» Problem to solve
Copy out all of the entries below without any change.

» Data shown
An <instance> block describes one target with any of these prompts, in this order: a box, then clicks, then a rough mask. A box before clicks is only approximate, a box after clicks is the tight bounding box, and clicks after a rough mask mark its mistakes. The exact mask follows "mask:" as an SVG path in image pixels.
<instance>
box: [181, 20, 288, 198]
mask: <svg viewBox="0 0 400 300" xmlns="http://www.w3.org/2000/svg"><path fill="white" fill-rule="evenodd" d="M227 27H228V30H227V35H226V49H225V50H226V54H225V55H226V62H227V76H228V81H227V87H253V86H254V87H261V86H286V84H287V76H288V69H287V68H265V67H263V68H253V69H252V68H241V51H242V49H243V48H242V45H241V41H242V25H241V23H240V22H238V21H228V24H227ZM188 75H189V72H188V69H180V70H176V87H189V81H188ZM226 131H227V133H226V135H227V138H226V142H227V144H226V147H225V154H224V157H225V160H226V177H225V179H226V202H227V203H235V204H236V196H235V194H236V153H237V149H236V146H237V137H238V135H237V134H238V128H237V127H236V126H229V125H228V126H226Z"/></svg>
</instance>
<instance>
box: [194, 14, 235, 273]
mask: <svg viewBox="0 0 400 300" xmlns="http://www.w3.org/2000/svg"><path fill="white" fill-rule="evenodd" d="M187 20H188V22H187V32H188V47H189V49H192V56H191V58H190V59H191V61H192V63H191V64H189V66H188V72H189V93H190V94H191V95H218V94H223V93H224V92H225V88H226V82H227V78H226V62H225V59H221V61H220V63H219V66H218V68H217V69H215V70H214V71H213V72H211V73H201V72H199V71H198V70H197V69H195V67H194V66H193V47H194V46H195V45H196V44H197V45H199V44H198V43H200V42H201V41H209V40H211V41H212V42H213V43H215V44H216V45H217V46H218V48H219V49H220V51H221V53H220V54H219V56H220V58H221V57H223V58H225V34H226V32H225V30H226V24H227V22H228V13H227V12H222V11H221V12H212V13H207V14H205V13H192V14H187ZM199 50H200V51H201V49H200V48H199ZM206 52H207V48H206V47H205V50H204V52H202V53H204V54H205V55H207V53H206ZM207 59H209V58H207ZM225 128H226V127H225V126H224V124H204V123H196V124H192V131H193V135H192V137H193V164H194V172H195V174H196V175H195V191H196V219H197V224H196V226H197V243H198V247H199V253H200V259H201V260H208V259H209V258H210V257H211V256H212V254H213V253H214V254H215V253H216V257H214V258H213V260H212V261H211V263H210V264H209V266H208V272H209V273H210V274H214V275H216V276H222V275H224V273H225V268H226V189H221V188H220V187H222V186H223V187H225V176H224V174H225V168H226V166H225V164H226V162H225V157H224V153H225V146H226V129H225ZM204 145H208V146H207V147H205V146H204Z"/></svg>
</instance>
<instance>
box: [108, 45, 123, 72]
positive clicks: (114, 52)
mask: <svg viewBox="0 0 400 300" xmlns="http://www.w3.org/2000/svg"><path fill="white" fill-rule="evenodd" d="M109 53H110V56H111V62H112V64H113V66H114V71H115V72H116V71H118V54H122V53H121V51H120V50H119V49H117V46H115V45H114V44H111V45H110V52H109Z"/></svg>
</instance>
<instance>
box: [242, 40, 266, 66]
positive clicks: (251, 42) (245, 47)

» Task solution
An <instance> block describes one target with any of these prompts, in this order: a box, then clicks, then a rough mask. A box before clicks is only approximate, a box after clicks is the tight bounding box, and clicks after a rough mask mark its mistakes. The exact mask follows "mask:" as an SVG path in image pixels.
<instance>
box: [181, 20, 288, 198]
mask: <svg viewBox="0 0 400 300" xmlns="http://www.w3.org/2000/svg"><path fill="white" fill-rule="evenodd" d="M227 27H228V30H227V35H226V49H225V50H226V54H225V55H226V62H227V76H228V81H227V87H253V86H254V87H261V86H286V84H287V76H288V69H287V68H265V67H263V68H253V69H252V68H241V51H242V49H243V48H242V45H241V41H242V25H241V23H240V22H238V21H228V24H227ZM188 75H189V72H188V69H180V70H176V87H189V81H188ZM226 131H227V133H226V135H227V138H226V142H227V144H226V147H225V154H224V157H225V160H226V177H225V179H226V202H227V203H235V204H236V196H235V194H236V153H237V149H236V146H237V137H238V135H237V134H238V128H237V127H236V126H229V125H228V126H226Z"/></svg>
</instance>
<instance>
box: [194, 14, 235, 273]
mask: <svg viewBox="0 0 400 300" xmlns="http://www.w3.org/2000/svg"><path fill="white" fill-rule="evenodd" d="M187 20H188V22H187V32H188V47H189V49H192V56H191V58H190V59H191V61H192V63H191V64H189V66H188V72H189V93H190V94H191V95H218V94H223V93H224V92H225V88H226V82H227V78H226V62H225V59H221V61H220V63H219V66H218V68H217V69H215V70H214V71H213V72H211V73H201V72H199V71H198V70H197V69H195V67H194V66H193V47H194V46H195V45H196V44H197V45H199V44H198V43H200V42H201V41H209V40H211V41H212V42H213V43H215V44H216V45H217V46H218V48H219V49H220V51H221V53H220V54H219V56H220V58H221V57H223V58H225V34H226V32H225V30H226V24H227V22H228V13H227V12H222V11H221V12H212V13H207V14H205V13H192V14H187ZM199 50H200V51H201V49H200V48H199ZM206 52H207V48H206V47H205V50H204V52H202V53H204V54H205V55H207V53H206ZM207 59H209V58H207ZM225 128H226V127H225V126H224V124H204V123H196V124H192V131H193V135H192V137H193V164H194V172H195V174H196V175H195V191H196V219H197V224H196V226H197V243H198V247H199V253H200V259H201V260H208V259H209V258H210V257H211V256H212V254H213V253H214V254H215V253H216V257H214V258H213V260H212V261H211V263H210V264H209V266H208V272H209V273H210V274H214V275H216V276H222V275H224V273H225V268H226V189H221V188H220V187H222V186H223V187H225V176H224V174H225V168H226V166H225V164H226V162H225V157H224V153H225V146H226V129H225ZM204 145H208V146H207V147H205V146H204Z"/></svg>
</instance>
<instance>
box: [108, 45, 123, 72]
positive clicks: (114, 52)
mask: <svg viewBox="0 0 400 300" xmlns="http://www.w3.org/2000/svg"><path fill="white" fill-rule="evenodd" d="M109 53H110V56H111V62H112V64H113V66H114V71H115V72H116V71H118V54H122V53H121V51H120V50H119V49H117V46H115V45H114V44H111V45H110V52H109Z"/></svg>
</instance>
<instance>
box: [242, 40, 266, 66]
positive clicks: (251, 42) (245, 47)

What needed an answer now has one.